● **What you will do**: Lines before the one containing "Tag a single point on each instance of the street light" are excluded; reproduce that line and all lines after it in the entries below, exactly.

● **Material**:
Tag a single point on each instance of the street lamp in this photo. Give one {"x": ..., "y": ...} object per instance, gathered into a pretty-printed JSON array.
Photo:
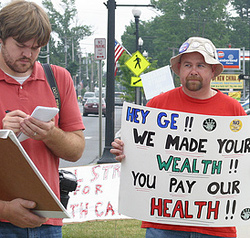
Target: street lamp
[
  {"x": 137, "y": 13},
  {"x": 145, "y": 54},
  {"x": 140, "y": 43}
]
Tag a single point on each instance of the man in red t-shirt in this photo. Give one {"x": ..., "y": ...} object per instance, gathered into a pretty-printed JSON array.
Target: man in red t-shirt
[
  {"x": 24, "y": 29},
  {"x": 196, "y": 65}
]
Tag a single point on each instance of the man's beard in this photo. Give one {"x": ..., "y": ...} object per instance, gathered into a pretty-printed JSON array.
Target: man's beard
[
  {"x": 194, "y": 85},
  {"x": 14, "y": 65}
]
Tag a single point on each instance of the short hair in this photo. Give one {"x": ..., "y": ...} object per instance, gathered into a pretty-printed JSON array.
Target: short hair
[{"x": 24, "y": 21}]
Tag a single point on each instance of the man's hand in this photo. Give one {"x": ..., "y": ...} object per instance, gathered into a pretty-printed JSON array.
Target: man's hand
[
  {"x": 19, "y": 214},
  {"x": 37, "y": 129},
  {"x": 118, "y": 149},
  {"x": 12, "y": 120}
]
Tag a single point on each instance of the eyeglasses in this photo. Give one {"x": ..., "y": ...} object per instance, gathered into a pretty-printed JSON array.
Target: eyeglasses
[{"x": 205, "y": 46}]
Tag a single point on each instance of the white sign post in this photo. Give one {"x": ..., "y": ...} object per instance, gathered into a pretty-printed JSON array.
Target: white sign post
[{"x": 100, "y": 54}]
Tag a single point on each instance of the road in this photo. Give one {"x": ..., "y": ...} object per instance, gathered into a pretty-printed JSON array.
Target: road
[{"x": 91, "y": 152}]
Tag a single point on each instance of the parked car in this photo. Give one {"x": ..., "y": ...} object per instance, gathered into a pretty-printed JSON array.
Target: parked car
[
  {"x": 119, "y": 98},
  {"x": 86, "y": 96},
  {"x": 91, "y": 106}
]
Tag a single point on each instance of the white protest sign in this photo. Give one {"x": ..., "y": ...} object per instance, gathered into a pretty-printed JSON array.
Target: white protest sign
[
  {"x": 96, "y": 196},
  {"x": 157, "y": 82},
  {"x": 185, "y": 169}
]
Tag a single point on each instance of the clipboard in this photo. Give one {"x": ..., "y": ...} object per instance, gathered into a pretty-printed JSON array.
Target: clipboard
[{"x": 19, "y": 178}]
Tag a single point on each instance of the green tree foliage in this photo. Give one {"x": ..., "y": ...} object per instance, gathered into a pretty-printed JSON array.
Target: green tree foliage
[
  {"x": 181, "y": 19},
  {"x": 64, "y": 44}
]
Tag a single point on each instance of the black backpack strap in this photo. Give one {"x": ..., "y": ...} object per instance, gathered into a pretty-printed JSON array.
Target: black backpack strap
[{"x": 52, "y": 82}]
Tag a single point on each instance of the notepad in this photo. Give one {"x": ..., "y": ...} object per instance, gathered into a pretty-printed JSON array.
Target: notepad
[{"x": 43, "y": 114}]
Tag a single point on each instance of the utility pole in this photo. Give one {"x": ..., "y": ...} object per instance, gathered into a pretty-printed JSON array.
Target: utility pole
[{"x": 107, "y": 157}]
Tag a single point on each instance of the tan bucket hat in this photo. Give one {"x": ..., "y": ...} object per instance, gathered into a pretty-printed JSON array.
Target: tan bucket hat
[{"x": 201, "y": 45}]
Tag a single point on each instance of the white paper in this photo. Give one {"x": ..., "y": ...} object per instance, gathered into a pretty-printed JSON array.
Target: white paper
[
  {"x": 43, "y": 114},
  {"x": 157, "y": 82}
]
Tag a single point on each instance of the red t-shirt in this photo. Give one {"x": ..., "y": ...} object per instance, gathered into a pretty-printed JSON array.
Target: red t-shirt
[
  {"x": 219, "y": 105},
  {"x": 36, "y": 91}
]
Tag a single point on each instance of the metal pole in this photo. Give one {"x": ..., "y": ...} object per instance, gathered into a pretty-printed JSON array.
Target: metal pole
[
  {"x": 137, "y": 89},
  {"x": 107, "y": 157},
  {"x": 100, "y": 108}
]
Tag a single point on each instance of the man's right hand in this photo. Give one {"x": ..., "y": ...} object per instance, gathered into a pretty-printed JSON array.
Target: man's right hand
[
  {"x": 12, "y": 120},
  {"x": 118, "y": 149},
  {"x": 19, "y": 214}
]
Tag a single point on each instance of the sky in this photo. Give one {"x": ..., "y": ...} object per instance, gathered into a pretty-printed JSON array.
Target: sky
[{"x": 94, "y": 13}]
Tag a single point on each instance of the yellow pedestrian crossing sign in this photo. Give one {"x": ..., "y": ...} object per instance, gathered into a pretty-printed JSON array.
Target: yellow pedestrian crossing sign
[
  {"x": 136, "y": 82},
  {"x": 137, "y": 63}
]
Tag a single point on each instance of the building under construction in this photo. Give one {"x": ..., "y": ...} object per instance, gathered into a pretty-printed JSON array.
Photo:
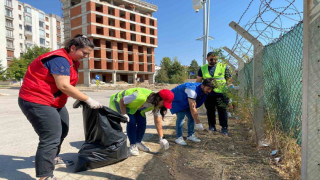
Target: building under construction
[{"x": 124, "y": 33}]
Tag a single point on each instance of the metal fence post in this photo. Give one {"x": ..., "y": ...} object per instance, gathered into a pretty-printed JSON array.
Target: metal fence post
[
  {"x": 310, "y": 166},
  {"x": 258, "y": 83}
]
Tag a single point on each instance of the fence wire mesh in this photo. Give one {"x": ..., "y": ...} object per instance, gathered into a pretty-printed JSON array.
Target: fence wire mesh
[{"x": 282, "y": 68}]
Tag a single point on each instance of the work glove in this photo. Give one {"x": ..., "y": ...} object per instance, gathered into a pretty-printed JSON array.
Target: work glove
[
  {"x": 164, "y": 144},
  {"x": 93, "y": 103},
  {"x": 126, "y": 115},
  {"x": 199, "y": 127}
]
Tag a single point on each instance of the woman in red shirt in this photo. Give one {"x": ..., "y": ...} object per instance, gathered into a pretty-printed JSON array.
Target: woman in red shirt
[{"x": 49, "y": 81}]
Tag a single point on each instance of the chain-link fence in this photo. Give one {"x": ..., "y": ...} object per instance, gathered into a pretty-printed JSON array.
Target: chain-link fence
[{"x": 282, "y": 70}]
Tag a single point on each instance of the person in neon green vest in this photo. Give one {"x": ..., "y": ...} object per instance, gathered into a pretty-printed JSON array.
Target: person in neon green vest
[
  {"x": 134, "y": 103},
  {"x": 217, "y": 99}
]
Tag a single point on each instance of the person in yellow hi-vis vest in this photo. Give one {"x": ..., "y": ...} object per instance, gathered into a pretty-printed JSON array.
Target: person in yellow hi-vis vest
[
  {"x": 217, "y": 99},
  {"x": 134, "y": 103}
]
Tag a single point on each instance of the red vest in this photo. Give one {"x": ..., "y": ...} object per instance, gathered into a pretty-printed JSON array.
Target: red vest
[{"x": 39, "y": 85}]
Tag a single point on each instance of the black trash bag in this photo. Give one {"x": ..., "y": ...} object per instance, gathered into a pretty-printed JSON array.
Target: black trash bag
[{"x": 105, "y": 143}]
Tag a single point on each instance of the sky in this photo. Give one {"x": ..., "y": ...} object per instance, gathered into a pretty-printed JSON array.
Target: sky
[{"x": 179, "y": 25}]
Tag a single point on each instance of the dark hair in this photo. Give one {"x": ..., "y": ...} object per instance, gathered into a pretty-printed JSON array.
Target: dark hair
[
  {"x": 154, "y": 99},
  {"x": 209, "y": 82},
  {"x": 212, "y": 53},
  {"x": 80, "y": 41}
]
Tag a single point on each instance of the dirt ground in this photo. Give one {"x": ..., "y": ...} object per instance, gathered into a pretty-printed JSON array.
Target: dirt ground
[{"x": 215, "y": 157}]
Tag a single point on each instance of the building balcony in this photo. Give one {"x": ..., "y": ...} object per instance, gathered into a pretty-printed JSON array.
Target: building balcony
[
  {"x": 28, "y": 33},
  {"x": 27, "y": 23},
  {"x": 8, "y": 6},
  {"x": 11, "y": 48},
  {"x": 9, "y": 17},
  {"x": 10, "y": 37}
]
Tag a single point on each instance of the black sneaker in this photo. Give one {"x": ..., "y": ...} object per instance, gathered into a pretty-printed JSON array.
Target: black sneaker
[
  {"x": 224, "y": 131},
  {"x": 60, "y": 161},
  {"x": 50, "y": 178},
  {"x": 213, "y": 129}
]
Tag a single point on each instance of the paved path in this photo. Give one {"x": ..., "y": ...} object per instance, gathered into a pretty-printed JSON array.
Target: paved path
[{"x": 18, "y": 143}]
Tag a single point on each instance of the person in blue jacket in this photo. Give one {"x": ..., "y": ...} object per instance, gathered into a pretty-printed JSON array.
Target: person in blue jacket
[{"x": 187, "y": 98}]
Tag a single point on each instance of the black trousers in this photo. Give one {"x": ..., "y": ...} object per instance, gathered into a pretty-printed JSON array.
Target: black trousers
[
  {"x": 52, "y": 126},
  {"x": 217, "y": 101}
]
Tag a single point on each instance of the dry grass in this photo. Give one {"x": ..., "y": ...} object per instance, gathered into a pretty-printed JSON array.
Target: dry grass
[{"x": 289, "y": 151}]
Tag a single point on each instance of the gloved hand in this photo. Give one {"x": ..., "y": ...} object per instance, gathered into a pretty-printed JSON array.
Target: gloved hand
[
  {"x": 164, "y": 144},
  {"x": 199, "y": 127},
  {"x": 93, "y": 103},
  {"x": 126, "y": 115}
]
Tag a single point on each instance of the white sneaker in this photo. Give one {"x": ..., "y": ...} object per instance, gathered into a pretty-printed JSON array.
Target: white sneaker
[
  {"x": 134, "y": 150},
  {"x": 181, "y": 141},
  {"x": 193, "y": 138},
  {"x": 143, "y": 147}
]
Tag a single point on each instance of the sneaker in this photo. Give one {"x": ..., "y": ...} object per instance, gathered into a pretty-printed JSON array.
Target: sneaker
[
  {"x": 60, "y": 161},
  {"x": 213, "y": 129},
  {"x": 181, "y": 141},
  {"x": 134, "y": 150},
  {"x": 50, "y": 178},
  {"x": 193, "y": 138},
  {"x": 142, "y": 147},
  {"x": 224, "y": 131}
]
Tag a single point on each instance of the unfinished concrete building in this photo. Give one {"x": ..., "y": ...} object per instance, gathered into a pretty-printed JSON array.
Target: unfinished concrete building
[{"x": 124, "y": 33}]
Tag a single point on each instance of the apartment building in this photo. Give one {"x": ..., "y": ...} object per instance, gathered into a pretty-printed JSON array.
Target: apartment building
[
  {"x": 124, "y": 33},
  {"x": 25, "y": 26}
]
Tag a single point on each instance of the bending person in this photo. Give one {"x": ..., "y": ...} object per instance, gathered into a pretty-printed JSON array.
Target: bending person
[
  {"x": 187, "y": 98},
  {"x": 48, "y": 82},
  {"x": 135, "y": 102}
]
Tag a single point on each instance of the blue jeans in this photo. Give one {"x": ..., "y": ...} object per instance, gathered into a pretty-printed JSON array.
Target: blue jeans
[
  {"x": 180, "y": 121},
  {"x": 136, "y": 127}
]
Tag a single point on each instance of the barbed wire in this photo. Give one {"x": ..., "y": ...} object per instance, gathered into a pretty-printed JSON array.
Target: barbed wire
[{"x": 267, "y": 25}]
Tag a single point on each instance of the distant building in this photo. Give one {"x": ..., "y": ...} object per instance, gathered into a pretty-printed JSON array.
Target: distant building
[
  {"x": 124, "y": 33},
  {"x": 23, "y": 26}
]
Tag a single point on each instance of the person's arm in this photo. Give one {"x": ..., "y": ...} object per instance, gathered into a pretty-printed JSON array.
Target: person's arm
[
  {"x": 193, "y": 110},
  {"x": 199, "y": 79},
  {"x": 228, "y": 76},
  {"x": 158, "y": 124},
  {"x": 123, "y": 107},
  {"x": 164, "y": 144},
  {"x": 63, "y": 84}
]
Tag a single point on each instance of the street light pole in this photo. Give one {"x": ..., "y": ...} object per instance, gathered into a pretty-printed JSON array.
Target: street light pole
[
  {"x": 199, "y": 4},
  {"x": 207, "y": 33},
  {"x": 204, "y": 32}
]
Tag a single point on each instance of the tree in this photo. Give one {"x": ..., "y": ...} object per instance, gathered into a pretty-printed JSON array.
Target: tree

● **The answer**:
Tag a single point on each instance of the street light pole in this photo. Give one {"x": ..., "y": ...} object per instance, gathered into a pretty-printed JSON array.
Target: street light pole
[
  {"x": 199, "y": 4},
  {"x": 207, "y": 33},
  {"x": 204, "y": 32}
]
Tag a single point on each instance of the tree in this photo. Give one {"x": ..., "y": ...} object per instance, gathered into a pretty-printed JSON array.
Target: tree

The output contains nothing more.